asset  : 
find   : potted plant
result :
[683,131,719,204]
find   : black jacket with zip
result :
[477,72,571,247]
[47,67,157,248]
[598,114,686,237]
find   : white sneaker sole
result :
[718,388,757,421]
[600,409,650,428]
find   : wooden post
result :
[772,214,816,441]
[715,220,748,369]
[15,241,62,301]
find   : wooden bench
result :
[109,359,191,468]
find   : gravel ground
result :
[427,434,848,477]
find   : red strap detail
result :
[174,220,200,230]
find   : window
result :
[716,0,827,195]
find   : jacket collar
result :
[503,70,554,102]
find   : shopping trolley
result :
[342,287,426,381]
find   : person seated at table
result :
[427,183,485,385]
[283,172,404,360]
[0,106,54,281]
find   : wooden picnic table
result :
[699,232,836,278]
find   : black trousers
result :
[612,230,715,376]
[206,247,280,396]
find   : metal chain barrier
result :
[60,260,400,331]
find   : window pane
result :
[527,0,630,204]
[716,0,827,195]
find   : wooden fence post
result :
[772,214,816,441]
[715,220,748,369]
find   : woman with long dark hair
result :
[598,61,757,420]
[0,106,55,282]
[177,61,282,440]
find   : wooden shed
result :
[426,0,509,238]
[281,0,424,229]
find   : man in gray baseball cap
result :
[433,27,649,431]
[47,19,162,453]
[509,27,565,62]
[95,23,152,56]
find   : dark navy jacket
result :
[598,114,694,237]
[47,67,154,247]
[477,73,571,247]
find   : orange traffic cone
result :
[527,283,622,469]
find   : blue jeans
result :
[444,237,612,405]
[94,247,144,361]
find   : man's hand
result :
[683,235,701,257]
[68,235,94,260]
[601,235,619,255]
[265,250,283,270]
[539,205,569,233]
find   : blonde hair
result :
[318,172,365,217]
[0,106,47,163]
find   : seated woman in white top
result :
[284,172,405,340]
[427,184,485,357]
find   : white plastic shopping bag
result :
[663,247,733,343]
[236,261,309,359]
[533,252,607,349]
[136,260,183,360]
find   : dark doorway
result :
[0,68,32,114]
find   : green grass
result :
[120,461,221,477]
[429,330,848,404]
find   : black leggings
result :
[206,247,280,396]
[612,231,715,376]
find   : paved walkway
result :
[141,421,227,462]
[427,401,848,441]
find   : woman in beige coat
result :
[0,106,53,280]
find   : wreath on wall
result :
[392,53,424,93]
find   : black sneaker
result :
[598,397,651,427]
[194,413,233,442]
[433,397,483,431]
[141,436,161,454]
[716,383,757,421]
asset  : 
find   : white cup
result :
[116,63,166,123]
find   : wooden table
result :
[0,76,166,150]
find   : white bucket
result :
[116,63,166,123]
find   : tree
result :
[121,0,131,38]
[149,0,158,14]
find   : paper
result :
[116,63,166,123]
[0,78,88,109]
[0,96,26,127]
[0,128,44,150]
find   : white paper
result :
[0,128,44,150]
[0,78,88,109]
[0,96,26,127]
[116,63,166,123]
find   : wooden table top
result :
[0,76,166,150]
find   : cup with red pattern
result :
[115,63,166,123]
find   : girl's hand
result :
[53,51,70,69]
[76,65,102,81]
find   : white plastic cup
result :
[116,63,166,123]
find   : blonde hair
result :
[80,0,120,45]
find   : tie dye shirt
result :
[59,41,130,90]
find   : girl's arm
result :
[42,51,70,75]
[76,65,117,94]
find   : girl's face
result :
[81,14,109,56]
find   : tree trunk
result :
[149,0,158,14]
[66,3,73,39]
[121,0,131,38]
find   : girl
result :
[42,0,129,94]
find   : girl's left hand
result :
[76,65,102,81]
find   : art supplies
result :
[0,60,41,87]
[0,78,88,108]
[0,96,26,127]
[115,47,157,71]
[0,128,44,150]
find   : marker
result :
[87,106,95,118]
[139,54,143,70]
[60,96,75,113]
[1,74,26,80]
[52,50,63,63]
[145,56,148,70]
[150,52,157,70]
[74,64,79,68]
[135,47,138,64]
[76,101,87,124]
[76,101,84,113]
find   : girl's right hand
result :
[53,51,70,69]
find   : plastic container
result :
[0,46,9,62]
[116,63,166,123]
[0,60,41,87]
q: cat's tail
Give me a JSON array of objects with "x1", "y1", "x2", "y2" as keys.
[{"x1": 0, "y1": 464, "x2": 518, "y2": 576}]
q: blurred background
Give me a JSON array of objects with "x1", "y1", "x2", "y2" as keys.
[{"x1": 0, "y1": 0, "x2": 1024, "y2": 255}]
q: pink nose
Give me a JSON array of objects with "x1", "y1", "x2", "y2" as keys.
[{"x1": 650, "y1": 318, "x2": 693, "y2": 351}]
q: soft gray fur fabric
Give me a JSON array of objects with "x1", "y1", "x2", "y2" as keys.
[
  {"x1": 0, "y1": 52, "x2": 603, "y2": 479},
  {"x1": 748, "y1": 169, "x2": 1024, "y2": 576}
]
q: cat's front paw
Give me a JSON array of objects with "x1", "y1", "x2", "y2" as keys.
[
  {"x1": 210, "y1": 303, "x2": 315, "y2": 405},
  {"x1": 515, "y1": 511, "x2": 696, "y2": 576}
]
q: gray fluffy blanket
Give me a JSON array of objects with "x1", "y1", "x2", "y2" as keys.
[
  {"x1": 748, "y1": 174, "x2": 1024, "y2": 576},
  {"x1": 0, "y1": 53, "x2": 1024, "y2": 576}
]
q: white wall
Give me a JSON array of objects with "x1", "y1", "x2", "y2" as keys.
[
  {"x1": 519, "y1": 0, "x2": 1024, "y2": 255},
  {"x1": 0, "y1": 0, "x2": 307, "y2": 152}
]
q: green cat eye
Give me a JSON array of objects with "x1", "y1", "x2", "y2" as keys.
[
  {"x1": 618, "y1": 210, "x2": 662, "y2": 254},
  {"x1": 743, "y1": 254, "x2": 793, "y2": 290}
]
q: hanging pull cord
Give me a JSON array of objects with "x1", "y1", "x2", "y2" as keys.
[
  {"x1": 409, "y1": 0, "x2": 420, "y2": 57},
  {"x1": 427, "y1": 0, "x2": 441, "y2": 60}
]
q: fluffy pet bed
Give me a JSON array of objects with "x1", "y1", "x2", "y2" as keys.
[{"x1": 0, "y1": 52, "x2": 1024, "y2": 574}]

============

### Your instructions
Copy out everything from the start of the records down to and including the line containing "[60,260,400,331]", keeping the requests unchanged, and add -132 to every coordinate in the answers.

### The reply
asset  : 
find   : potted plant
result :
[551,-1,587,72]
find   : black jacket with zip
result :
[345,-60,439,115]
[-85,-65,25,116]
[466,-18,554,105]
find   : white sneaker sole
result :
[586,256,625,289]
[468,277,518,296]
find   : wooden post
result :
[640,82,684,309]
[583,88,616,237]
[-117,109,-70,169]
find   : wooden bench
result :
[-23,227,59,336]
find   : gravel ground
result :
[295,302,716,345]
find   : red strap detail
result :
[42,88,68,98]
find   : window
result :
[584,-132,695,63]
find   : jacket collar
result :
[371,-62,422,-30]
find   : shopping trolley
result :
[210,155,294,249]
find   : person seated at table
result :
[295,51,353,253]
[151,40,272,228]
[-132,-26,-78,149]
find   : wooden picnic table
result :
[567,100,704,146]
find   : black trousers
result :
[480,98,583,244]
[74,115,148,264]
find   : metal chain barrier
result :
[-72,128,268,199]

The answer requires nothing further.